> _YOUR GOAL_: Produce a perfect copy of the listing, matching each line.

BEGIN MATERIAL SUPPLIED

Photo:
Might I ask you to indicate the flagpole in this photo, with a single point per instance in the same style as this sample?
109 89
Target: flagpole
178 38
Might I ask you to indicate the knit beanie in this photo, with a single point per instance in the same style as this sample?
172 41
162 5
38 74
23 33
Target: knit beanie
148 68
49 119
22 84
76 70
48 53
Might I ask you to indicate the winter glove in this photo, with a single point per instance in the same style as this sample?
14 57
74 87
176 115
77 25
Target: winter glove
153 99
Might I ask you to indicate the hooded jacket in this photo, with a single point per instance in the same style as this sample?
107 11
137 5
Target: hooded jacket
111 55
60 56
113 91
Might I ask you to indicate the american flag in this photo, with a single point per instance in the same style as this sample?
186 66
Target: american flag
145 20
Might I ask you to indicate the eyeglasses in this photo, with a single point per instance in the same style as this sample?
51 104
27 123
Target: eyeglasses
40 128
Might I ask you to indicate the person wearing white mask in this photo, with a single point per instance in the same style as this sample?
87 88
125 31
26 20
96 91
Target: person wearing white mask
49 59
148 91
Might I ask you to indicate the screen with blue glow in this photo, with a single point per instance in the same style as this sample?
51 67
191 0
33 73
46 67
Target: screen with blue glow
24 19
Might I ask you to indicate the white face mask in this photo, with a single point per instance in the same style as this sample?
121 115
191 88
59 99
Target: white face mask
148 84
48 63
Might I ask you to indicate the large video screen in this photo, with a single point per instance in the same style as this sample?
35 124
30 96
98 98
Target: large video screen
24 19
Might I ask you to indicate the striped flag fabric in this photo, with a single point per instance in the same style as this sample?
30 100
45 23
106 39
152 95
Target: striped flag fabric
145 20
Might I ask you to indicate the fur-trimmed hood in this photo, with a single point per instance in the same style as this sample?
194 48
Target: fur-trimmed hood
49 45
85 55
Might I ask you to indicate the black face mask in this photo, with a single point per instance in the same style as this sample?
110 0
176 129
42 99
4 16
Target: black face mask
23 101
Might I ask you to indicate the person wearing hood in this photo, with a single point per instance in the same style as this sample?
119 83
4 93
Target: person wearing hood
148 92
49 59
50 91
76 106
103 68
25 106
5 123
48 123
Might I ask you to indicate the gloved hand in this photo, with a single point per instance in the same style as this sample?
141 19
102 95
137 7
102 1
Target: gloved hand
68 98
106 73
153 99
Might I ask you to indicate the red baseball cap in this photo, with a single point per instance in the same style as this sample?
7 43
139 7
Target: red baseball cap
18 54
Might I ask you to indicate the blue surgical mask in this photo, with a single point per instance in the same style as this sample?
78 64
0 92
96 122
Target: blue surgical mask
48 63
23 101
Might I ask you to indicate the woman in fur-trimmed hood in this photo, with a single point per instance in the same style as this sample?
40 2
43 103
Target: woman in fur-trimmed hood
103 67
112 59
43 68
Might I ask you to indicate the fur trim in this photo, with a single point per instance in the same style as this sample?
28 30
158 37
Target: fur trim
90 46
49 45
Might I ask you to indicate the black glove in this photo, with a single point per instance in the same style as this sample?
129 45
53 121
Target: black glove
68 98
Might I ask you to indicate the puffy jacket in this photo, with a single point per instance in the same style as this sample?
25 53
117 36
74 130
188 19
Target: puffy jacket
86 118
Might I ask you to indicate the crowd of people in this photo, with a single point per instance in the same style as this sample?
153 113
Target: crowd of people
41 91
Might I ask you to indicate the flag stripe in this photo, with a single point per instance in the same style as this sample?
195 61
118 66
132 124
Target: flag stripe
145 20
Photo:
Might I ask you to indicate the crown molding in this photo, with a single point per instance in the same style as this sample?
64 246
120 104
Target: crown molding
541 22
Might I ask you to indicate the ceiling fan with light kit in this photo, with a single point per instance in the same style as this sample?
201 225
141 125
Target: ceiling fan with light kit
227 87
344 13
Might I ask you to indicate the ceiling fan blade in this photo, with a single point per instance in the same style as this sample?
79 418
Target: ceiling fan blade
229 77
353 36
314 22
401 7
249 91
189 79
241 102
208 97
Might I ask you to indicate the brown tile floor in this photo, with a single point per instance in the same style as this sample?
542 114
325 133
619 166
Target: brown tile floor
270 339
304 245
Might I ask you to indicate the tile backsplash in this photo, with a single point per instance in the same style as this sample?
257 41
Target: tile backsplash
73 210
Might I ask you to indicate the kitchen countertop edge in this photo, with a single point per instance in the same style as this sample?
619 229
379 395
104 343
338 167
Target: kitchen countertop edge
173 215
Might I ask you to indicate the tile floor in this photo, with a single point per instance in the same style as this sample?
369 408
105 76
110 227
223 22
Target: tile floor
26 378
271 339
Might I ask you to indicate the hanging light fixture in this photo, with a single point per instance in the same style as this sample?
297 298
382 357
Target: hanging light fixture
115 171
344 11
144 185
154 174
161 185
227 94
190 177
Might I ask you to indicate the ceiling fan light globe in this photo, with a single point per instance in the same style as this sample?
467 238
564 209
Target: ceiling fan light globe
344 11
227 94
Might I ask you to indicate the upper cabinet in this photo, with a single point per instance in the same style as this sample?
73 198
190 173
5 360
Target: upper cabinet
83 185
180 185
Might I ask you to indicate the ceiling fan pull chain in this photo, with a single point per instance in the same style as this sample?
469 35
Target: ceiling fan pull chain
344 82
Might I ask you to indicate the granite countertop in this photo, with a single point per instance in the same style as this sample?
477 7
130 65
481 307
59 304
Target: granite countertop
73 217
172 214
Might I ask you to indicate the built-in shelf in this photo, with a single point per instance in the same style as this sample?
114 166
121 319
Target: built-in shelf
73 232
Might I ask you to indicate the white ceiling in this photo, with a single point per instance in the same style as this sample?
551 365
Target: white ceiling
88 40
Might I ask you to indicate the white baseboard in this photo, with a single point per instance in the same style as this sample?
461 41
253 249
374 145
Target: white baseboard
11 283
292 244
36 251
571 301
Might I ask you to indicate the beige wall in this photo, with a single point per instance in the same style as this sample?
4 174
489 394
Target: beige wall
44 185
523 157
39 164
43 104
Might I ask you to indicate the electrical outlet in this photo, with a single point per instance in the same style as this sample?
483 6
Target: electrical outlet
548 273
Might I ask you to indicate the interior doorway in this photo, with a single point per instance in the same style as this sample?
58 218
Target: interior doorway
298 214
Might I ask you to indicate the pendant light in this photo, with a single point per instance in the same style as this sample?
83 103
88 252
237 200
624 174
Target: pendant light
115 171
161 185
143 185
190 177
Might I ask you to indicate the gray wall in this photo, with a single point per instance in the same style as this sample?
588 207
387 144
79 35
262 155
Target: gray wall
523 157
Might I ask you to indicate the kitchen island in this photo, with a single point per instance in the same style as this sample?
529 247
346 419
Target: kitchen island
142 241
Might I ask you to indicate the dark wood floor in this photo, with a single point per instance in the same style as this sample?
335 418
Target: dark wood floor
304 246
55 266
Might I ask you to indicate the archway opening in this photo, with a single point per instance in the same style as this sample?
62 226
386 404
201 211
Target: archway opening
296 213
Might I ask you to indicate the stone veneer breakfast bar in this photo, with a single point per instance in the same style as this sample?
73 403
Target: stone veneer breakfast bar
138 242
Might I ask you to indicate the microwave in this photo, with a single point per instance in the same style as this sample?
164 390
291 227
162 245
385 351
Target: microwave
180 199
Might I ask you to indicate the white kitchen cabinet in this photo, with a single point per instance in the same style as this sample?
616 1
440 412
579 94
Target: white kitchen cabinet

END MATERIAL SUPPLIED

> _TASK OUTPUT_:
Photo:
Might I ask you to indicate the flagpole in this photo, with a single point per instance in the same style as this sample?
109 89
Target: flagpole
178 38
Might I ask you to indicate the knit beanie in this photo, with a single point per instance in the same style as this sample?
172 41
162 5
38 74
23 33
Target: knit beanie
148 68
49 119
22 84
76 70
48 53
Might I ask you to indicate the winter glove in this photo, with a single point per instance in the same style as this sample?
14 57
74 87
176 115
77 25
Target: winter glove
153 99
Might I ask you to indicate the hooded jacket in this photo, with a single point per instance in the same style as this sample?
107 11
137 5
Target: hooded jacket
111 55
60 56
113 91
Might I ask you to indicate the american flag in this photo, with a single point per instance in the same style as this sample?
186 66
Target: american flag
145 20
Might I ask you to indicate the eyeglasses in this photo, with a single point per instance in the same style as this sample?
51 104
27 123
Target: eyeglasses
40 128
Might I ask you to indicate the person wearing white mask in this photo, with a single point per instance in the same style as this sample?
87 88
125 31
26 20
96 91
Target: person wearing white mask
49 59
148 91
Might I ask you to indicate the screen with blue glow in this photo, with a single point per instance in the same style as this sample?
51 67
191 0
33 73
46 67
Target: screen with blue glow
24 19
Might I ask you to indicate the white face mask in this photo, with a single point per instance in the same style as this sample?
121 115
191 88
59 99
Target: white face mask
148 84
48 63
Might I ask you to indicate the large video screen in this photo, with a single point per instance in the same style as this sample?
35 124
30 96
98 98
Target: large video screen
24 19
Might I ask you to indicate the striped flag fabric in this photo, with a single point per instance in the same style as this sample?
30 100
45 23
106 39
152 95
Target: striped flag fabric
145 20
Might I ask you to indicate the fur-trimmed hood in this photo, with a single point per instance in the same style as this sample?
194 48
Target: fur-trimmed hood
49 45
85 55
Might I ask you to indicate the black face mask in this photo, with a single point per instance in the same style as this sample?
110 0
176 129
42 99
4 16
Target: black face mask
23 101
Might I ask you to indicate the person wearing hood in this photo, with a single point per instance in the same style as this sample?
119 83
4 93
Target: person wearing hood
148 92
49 59
50 91
76 106
103 68
25 106
5 123
48 123
Might I ask you to indicate the gloved hand in this photo, with a single point per instance in the same style as this sample?
141 19
102 95
137 7
102 1
Target: gloved hand
68 98
106 73
153 99
Might I ask you to indicate the red baseball cap in this photo, with a single point per instance in the same style as this sample?
7 43
139 7
Target: red baseball cap
18 54
Might I ask you to indicate the blue surgical mask in this photo, with a single point per instance in the same style as this sample?
78 64
0 92
96 122
Target: blue surgical mask
48 63
23 101
Might I ask you to indicate the woman in fur-trimmed hood in this photo, with a single point per instance in the same style as this sample?
40 2
43 103
Target: woman in fur-trimmed hood
103 67
112 59
43 68
Might I ask you to indicate the fur trim in this photo, with a single point per instance in the same style as this sample?
28 30
158 37
Target: fur trim
90 46
49 45
Might I ask you to indicate the black glove in this photo, with a single point per instance in the same style as this sample?
129 45
53 121
Target: black glove
68 98
Might I ask you to indicate the puffy jacket in this photo, with a single point per instance in the same style as this sample?
25 53
117 36
74 130
188 19
Target: puffy jacket
86 118
Might I ask you to indicate the crowd of people in this photo, with a single point per instance in the same style as this sample?
153 113
Target: crowd of people
41 91
Might I ask you to indicate the flag stripe in this photo, with a single point per instance in the same style as this sample?
195 61
118 66
132 124
Target: flag stripe
145 20
Photo:
Might I ask you to indicate the crown molding in this photo, with a single point per instance in the same style as this sample?
64 246
120 104
Target: crown molding
541 22
Might I ask you to indicate the ceiling fan with light kit in this photo, with a single point per instance in the same style as this sample?
201 225
141 125
Target: ceiling fan with light kit
227 87
344 13
Might I ask you to indicate the ceiling fan blade in this photo, with a single point per instance in the same style as this sample?
79 418
Target: ceiling fan blade
229 77
353 36
314 22
401 7
249 91
189 79
241 102
208 97
Might I ask you to indicate the brown tile floor in this photo, with a single point per instance in the same style as this sample?
542 114
325 133
619 166
Target: brown tile floor
270 339
304 245
Might I ask you to indicate the tile backsplash in this photo, with a single point per instance in the same style as this sample?
257 41
Target: tile backsplash
73 210
Might I ask you to indicate the kitchen countertop edge in this photo, with a single point per instance in the same style as this sample?
619 229
379 395
104 343
338 167
Target: kitchen countertop edge
173 215
Might I ask you to indicate the tile floor in this photo, with a single point per instance in the same style as this sample?
369 408
105 76
110 227
223 22
Target: tile floor
26 378
271 339
Might I ask you to indicate the hanging light fixture in this photo, with a single point per instance in the same style as this sample?
297 298
382 357
Target: hanging light fixture
115 171
344 11
144 185
154 174
161 185
227 94
190 177
Might I ask you to indicate the ceiling fan light globe in this photo, with a single point per instance in the same style as this sample?
467 238
564 209
Target: ceiling fan light globe
344 11
227 94
Might I ask you to indicate the upper cabinet in this photo, with a single point per instance in the same style as this sample?
73 198
190 173
5 360
Target: upper cabinet
83 185
180 185
Might I ask you to indicate the ceiling fan pull chain in this photo, with a single point per instance in the same style as this sample?
469 35
Target: ceiling fan pull chain
344 82
Might I ask you to indicate the granite countertop in this photo, with a single point per instance in the same style as this sample?
477 7
130 65
481 307
59 304
Target: granite countertop
73 217
172 214
Might I ask you to indicate the built-in shelf in this photo, with a single point per instance in the same style as this sample?
114 166
121 319
Target: built-in shelf
73 232
Might I ask you to indicate the white ceiling in this photo, with a single point per instance in the same style as this sample?
551 365
Target: white ceiling
88 40
Might I ask you to indicate the white baseboard in this photo, with a single point per instance in the same style as this sample?
461 41
253 249
374 145
Target: white baseboard
11 283
292 244
36 251
571 301
Might I ask you to indicate the beige wall in this photo, with a single point per instance in the same style as this sample?
4 174
489 394
Target: beige wall
44 185
523 157
39 164
43 104
Might I ask you to indicate the electrical outlet in this photo, with a single point per instance in the same style as this sample?
483 6
Target: electrical outlet
548 273
Might I ask you to indicate the interior doorway in this photo, with a single point per instance in the same style as this sample?
58 218
Target: interior doorway
298 214
Might I ask you to indicate the pendant light in this photo, with a single point per instance in the same style as this sample?
83 103
88 252
237 200
624 174
Target: pendant light
115 171
161 185
143 185
190 177
Might I ask you to indicate the gray wall in this photo, with a single point per instance in the same style as this sample?
588 207
387 144
79 35
262 155
Target: gray wall
523 157
Might I ask you to indicate the kitchen island in this photo, with a single point per instance in the same style as this sample?
529 247
346 419
Target: kitchen island
142 241
Might I ask you to indicate the dark wood floor in this photo, with a single point per instance in the same style as this sample?
335 418
Target: dark wood floor
304 246
55 266
Might I ask you to indicate the archway opening in this photo, with a single point per instance in the same style as this sample?
62 226
386 404
201 211
Target: archway opening
296 213
Might I ask you to indicate the stone veneer breakfast bar in this photo, with a single point per instance in the same style as this sample?
73 403
Target: stone veneer breakfast bar
138 242
Might I ask you to indicate the microwave in this photo, with a single point per instance in the same style as this sample?
164 390
291 227
162 245
385 351
Target: microwave
180 199
Might I ask you to indicate the white kitchen cabinet in this photo, with a single point per instance in the same style as this sample?
616 1
440 412
579 94
Target: white kitchen cabinet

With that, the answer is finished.